- Your objective -
Copy everything in the broadcast transcript from "So, there is" down to "a nearby hotel.", replacing "reporters" with "journalists".

MELHEM:  Look, I think there‘s a huge debate within the military, too.  There‘s a concern—I heard this today from well-placed sources if the military doesn‘t move, maybe the Mubarak‘s party, people in the interior ministry, the thugs we‘ve seen yesterday and today may move, too, on their own.  And military doesn‘t want to risk a confrontation with elements who are still loyal to President Mubarak, particularly the presidential guard.  You‘ve heard the infamous phrase, presidential guard in connection with the old Iraq.

So, there is some concern that some military officers would like to avoid shedding bloodshed while the whole world is watching.  Now, what we saw today is extremely disturbing.  And I can tell you from watching what‘s taking place there, that our people, Al Arabiya‘s bureau were ransacked, along with other bureaus belonging to international and regional media outlets.  They were chasing the reporters.  They chased them when they found out that they sought refuge in a nearby hotel.

So, there‘s a mood of intimidation.  They‘re confiscating equipment, which could be a prelude to a huge crackdown on Friday, tomorrow.  Friday is dubbed now (INAUDIBLE), which is in Arabic, the “Departures Friday.”  That is the departure of Hosni Mubarak.  And this could mean that the regime is planning to do something awful and they want to do it in the dark.

UYGHUR:  Right.  I got to—I got to jump in there and ask you one quick question there because, yes, you know, we‘re all worried about what‘s going to happen tomorrow and they don‘t want any eyes on it.  I got that.

(Excerpts of location labeling data)
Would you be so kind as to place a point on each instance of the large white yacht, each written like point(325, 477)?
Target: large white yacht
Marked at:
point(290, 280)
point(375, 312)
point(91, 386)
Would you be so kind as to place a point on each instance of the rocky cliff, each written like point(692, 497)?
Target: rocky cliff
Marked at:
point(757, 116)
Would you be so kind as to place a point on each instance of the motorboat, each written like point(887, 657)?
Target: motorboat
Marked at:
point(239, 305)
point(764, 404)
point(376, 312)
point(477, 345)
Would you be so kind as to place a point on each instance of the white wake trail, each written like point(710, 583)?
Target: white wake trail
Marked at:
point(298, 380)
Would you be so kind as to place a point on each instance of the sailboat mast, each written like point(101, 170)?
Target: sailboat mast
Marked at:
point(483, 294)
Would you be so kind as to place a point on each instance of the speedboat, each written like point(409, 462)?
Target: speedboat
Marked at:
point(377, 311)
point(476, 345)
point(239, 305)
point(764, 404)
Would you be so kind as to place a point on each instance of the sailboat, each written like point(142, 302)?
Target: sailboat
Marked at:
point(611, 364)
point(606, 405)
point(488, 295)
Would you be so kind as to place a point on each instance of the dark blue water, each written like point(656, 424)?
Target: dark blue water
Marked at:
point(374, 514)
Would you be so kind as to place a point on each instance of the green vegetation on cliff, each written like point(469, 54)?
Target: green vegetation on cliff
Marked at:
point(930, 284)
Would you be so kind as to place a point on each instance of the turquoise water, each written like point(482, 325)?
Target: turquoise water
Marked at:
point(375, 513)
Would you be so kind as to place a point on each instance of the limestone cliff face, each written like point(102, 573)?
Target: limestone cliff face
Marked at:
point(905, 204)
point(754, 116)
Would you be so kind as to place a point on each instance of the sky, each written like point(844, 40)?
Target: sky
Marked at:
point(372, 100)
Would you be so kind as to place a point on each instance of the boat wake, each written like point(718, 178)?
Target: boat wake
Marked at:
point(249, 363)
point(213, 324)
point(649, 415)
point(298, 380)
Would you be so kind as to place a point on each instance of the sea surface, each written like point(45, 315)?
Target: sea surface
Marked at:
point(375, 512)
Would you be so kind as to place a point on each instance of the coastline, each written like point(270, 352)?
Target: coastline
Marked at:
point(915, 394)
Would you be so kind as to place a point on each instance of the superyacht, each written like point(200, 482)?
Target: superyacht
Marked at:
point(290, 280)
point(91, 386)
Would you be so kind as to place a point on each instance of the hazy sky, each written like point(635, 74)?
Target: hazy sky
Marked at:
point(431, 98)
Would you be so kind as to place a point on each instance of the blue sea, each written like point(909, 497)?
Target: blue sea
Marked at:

- Finished answer -
So, there is some concern that some military officers would like to avoid shedding bloodshed while the whole world is watching.  Now, what we saw today is extremely disturbing.  And I can tell you from watching what‘s taking place there, that our people, Al Arabiya‘s bureau were ransacked, along with other bureaus belonging to international and regional media outlets.  They were chasing the journalists.  They chased them when they found out that they sought refuge in a nearby hotel.